Teks Latihan

Para Pelaku Industri TPT Mengkritik Rencana Impor Produk dari Bangladesh



KONTAN.CO.ID - JAKARTA. Para pelaku industri tekstil dan produk tekstil (TPT) menolak pembukaan impor garmen dari Bangladesh demi memuluskan langkah Indonesia untuk mengekspor Crude Palm Oil (CPO) ke negara tersebut. Hal ini tertuang dalam Indonesia Bangladesh Preferential Tariff Agreement (IB-PTA).

Ketua Umum Asosiasi Produsen Serat dan Benang Filament Indonesia (APSyFI) Redma Gita Wirawasta menyampaikan, industri TPT merasa dikorbankan tatkala ada rencana pembukaan impor garmen dari Bangladesh yang tentu bertolak belakang dengan kebijakan safeguard yang selama ini dijalankan pemerintah.

Padahal, industri TPT termasuk sektor industri yang mampu merangkul para pelaku IKM maupun masyarakat kelas menengah ke bawah sebagai pekerjanya. Terdapat lebih dari 5 juta pekerja dan ribuan pengusaha IKM yang terlibat dalam ekosistem industri TPT dari hulu hingga hilir.

[Data penunjukan ekspresi rujukan]
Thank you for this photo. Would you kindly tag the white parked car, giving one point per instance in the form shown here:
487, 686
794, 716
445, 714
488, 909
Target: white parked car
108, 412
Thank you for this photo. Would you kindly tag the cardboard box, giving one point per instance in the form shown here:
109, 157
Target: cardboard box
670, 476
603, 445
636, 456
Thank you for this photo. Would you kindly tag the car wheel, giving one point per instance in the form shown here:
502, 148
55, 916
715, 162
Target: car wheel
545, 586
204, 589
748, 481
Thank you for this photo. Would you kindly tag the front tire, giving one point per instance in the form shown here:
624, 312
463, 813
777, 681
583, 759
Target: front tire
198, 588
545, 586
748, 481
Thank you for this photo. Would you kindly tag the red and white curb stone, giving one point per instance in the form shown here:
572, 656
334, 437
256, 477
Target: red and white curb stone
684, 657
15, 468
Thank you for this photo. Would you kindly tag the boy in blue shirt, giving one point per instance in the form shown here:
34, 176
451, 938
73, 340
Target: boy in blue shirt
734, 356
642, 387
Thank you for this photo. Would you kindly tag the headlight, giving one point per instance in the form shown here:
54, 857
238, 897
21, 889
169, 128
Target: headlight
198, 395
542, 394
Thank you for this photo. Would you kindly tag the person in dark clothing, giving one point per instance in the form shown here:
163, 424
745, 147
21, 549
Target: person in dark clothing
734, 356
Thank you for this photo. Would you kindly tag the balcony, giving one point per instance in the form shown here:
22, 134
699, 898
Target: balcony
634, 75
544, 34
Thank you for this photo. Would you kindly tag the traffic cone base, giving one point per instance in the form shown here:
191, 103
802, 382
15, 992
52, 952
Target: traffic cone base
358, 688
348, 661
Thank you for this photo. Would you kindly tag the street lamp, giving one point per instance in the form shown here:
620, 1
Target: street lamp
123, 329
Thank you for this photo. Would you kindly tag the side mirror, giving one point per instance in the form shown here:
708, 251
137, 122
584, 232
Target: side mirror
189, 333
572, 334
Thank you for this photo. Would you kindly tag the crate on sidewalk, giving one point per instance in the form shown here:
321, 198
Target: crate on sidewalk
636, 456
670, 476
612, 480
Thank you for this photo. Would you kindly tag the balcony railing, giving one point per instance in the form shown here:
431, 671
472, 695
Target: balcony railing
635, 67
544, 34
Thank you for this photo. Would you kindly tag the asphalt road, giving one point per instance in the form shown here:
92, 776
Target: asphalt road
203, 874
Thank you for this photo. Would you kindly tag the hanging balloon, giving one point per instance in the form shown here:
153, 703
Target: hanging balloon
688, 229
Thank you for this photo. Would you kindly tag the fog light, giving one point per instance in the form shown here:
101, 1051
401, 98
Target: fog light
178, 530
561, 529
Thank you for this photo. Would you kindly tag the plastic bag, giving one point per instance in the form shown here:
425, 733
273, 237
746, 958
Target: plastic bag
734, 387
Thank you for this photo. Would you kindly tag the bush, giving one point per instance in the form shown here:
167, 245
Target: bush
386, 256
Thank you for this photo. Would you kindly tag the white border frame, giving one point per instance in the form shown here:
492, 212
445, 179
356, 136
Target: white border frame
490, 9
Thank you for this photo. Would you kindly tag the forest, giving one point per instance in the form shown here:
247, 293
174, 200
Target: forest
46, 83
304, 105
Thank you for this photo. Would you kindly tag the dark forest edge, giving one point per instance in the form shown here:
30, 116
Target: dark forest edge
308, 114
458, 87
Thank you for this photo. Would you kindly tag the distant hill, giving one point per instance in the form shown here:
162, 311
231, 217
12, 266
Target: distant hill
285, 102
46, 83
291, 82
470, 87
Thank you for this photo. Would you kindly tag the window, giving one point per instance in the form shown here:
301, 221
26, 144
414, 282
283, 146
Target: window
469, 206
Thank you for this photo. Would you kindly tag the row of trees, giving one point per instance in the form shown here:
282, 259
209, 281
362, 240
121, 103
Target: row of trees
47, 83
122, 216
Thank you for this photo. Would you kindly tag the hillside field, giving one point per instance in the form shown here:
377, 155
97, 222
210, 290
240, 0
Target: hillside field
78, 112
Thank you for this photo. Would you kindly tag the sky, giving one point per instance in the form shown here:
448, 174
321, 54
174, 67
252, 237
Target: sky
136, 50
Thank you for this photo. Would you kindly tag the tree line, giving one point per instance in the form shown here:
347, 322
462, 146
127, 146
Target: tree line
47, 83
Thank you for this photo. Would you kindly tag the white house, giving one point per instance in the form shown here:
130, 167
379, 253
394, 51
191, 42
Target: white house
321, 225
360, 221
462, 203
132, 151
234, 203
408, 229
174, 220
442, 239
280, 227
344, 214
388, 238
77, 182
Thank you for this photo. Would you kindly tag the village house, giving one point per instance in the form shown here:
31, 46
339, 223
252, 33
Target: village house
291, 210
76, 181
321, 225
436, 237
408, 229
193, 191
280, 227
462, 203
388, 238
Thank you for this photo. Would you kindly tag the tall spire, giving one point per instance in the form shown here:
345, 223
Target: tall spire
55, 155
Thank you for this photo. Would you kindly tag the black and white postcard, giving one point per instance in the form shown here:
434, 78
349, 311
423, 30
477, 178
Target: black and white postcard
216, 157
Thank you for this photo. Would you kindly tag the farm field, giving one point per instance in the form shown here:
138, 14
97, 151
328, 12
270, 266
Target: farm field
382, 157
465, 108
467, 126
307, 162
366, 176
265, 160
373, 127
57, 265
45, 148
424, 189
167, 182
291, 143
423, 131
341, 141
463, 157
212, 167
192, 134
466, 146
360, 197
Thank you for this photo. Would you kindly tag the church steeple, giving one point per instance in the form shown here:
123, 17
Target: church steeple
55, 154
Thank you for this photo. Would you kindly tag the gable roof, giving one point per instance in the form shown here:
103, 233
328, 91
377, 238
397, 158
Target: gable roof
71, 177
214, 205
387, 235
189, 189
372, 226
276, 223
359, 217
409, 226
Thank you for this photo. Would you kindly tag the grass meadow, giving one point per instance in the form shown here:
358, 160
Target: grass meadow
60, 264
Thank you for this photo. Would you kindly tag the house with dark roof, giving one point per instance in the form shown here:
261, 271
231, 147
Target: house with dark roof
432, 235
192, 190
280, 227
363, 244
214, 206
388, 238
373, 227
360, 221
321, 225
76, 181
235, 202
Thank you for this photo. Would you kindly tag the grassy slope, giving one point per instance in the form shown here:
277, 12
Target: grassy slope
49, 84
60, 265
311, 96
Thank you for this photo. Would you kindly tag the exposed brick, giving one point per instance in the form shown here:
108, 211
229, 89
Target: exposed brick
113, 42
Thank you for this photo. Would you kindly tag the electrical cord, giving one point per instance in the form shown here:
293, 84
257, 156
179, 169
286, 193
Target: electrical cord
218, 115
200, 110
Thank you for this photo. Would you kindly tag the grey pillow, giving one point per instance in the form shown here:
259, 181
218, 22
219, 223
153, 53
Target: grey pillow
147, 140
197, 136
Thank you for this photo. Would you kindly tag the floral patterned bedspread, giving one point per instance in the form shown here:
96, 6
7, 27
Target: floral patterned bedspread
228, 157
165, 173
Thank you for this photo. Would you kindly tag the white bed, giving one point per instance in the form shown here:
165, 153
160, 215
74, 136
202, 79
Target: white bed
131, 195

==

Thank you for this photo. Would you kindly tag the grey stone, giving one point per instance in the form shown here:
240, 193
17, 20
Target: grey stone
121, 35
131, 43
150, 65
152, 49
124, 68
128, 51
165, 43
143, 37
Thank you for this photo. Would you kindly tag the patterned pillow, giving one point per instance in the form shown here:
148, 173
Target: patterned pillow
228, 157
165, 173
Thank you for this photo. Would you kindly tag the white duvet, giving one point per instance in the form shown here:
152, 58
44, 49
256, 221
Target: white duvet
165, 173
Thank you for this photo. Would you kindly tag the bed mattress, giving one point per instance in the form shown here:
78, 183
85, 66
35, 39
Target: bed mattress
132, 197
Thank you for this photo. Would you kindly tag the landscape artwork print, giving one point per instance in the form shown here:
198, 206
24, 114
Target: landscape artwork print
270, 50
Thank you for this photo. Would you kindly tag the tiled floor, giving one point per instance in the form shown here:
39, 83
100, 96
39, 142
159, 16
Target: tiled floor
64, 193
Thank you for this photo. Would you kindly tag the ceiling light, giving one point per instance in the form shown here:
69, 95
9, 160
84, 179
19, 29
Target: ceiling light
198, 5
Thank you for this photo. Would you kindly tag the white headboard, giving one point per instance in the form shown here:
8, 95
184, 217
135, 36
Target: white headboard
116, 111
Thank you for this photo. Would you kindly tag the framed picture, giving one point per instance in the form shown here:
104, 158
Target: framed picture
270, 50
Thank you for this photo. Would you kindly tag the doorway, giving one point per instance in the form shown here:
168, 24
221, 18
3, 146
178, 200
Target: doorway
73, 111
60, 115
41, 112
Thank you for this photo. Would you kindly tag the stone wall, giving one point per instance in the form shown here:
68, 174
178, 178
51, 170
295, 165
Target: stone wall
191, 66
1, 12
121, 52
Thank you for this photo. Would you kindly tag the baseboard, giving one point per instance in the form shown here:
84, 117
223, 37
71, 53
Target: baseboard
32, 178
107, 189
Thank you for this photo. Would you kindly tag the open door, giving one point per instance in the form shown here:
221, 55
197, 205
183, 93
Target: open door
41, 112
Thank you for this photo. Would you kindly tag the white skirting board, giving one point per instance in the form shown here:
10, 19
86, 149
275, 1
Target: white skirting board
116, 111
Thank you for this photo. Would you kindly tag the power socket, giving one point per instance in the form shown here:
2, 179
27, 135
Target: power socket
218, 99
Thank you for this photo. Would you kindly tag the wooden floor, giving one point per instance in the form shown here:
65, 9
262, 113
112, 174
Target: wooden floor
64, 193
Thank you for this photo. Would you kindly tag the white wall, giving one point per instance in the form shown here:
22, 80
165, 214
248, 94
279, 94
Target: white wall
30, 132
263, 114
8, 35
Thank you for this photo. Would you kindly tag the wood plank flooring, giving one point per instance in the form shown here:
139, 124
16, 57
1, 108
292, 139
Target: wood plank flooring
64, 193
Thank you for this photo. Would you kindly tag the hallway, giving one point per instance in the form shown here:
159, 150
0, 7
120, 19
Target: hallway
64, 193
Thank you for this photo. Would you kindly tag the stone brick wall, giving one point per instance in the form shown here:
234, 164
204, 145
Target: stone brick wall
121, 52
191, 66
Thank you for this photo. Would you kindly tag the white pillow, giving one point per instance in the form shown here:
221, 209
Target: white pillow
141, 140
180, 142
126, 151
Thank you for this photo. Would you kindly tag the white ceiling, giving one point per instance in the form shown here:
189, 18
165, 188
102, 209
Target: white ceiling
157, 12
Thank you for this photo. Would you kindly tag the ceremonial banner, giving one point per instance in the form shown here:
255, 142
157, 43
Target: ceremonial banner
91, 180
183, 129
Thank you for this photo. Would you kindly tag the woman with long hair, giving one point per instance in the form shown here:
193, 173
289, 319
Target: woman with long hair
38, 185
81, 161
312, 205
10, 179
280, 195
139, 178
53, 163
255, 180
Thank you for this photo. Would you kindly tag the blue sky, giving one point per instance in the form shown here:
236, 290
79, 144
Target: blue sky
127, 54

Ketentuan Latihan
Berdasarkan artikel tentang rencana impor garmen dari Bangladesh, berapa banyak pekerja yang terlibat dalam ekosistem industri TPT dari hulu hingga hilir?

Hasil Tugas
Lebih dari 5 juta pekerja.